## Passage shown:
- - -

My little sister Sam is pregnant with her first child (!), a darling baby girl, and since I promised about 21 months ago to do a post about essential baby gear, this is the perfect excuse to end the procrastination.
I’m excited to catalog the items that have proven to be utterly, desperately necessary. We all know that this is a first-world post, because children really need food, shelter, and unconditional love, but I’m going to assume that anyone with access to the Internet is already providing their children with those things and now would like to know more about the tangibles.
Let’s rock this.
The Skip Hop Pronto Changing Station
My devotion is limitless. It would be impossible to overestimate the obscene places I have had to change my children (think downtown bathrooms with no changing tables…I put them on the floor on this), and if I hadn’t had this, if I had just carried around diapers and wipes, I do not know what I would have done. This perfectly collapsible, diaper-and-wipe-compartment, nicely-chevron-designed changing station has been used hundreds and hundreds of times.
It’s companion is the Planet Wise Wet Diaper Bag, which holds the soiled items, along with anything else you don’t want touching everything in your bag (wet bathing suit, blowout clothes, etc).

- - -

## Material provided:
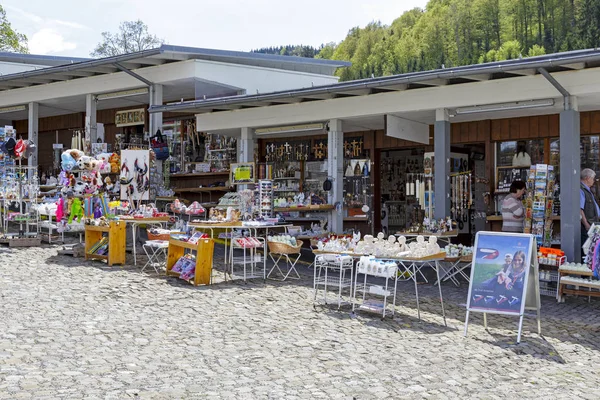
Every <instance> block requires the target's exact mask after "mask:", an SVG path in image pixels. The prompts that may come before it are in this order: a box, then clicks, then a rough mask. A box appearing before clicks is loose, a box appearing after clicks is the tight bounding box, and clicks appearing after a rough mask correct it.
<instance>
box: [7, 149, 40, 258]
mask: <svg viewBox="0 0 600 400" xmlns="http://www.w3.org/2000/svg"><path fill="white" fill-rule="evenodd" d="M1 183H2V189H1V191H2V198H3V199H4V202H3V207H2V221H3V231H4V238H2V239H1V240H0V243H3V244H8V245H9V246H10V247H28V246H39V245H40V244H41V239H40V237H39V236H38V228H37V226H38V223H39V216H38V213H37V212H36V211H35V209H34V208H35V207H33V206H34V205H35V204H37V197H38V194H39V181H38V176H37V167H28V166H23V165H21V160H19V161H18V164H17V165H16V166H12V167H11V166H9V167H5V168H4V170H3V173H2V182H1ZM17 226H18V231H17V232H15V231H14V230H13V228H14V229H16V227H17Z"/></svg>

- - -

## Prompt 1:
List the things that, according to the baby gear post, children really need.
## Prompt 2:
Answer each question from the baby gear post.
(a) How long ago did the writer promise to do a post about essential baby gear?
(b) What product is named as the companion of the Skip Hop Pronto Changing Station?
(c) In downtown bathrooms with no changing tables, where did the writer put the children?

## Final answer 1:
Food, shelter, and unconditional love.

## Final answer 2:
(a) About 21 months ago.
(b) The Planet Wise Wet Diaper Bag.
(c) On the floor, on the changing station.